* REQUIRED WORK
In the records below, write out word for word the lines that start at the one containing "tree. Report the bounding boxes." and end with the one containing "[396,321,464,449]", including both of those lines.

* LISTED ENTRIES
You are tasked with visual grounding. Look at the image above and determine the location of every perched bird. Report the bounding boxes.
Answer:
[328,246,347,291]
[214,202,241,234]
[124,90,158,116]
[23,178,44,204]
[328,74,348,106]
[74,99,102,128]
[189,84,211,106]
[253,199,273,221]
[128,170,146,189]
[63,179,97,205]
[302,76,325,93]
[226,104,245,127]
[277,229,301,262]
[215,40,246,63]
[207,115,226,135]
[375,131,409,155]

...

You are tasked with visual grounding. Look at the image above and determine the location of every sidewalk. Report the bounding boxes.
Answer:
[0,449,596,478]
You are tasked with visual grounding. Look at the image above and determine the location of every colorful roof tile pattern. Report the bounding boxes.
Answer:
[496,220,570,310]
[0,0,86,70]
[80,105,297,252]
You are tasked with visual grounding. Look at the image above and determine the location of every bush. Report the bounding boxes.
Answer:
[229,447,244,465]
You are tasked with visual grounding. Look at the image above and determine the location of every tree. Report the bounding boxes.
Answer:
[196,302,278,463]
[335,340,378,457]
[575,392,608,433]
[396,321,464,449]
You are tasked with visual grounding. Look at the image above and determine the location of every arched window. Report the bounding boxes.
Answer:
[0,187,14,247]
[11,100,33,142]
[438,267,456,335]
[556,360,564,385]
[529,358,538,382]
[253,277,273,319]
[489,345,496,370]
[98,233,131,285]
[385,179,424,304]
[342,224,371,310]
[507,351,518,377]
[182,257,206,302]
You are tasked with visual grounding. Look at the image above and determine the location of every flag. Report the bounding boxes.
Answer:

* SOLUTION FOR THIS PROBLEM
You are tasked with visual grounding. Look at the image above and determine the location of every tree. Report the bounding boxes.
Answer:
[196,302,278,463]
[335,340,378,457]
[575,392,608,433]
[396,321,464,449]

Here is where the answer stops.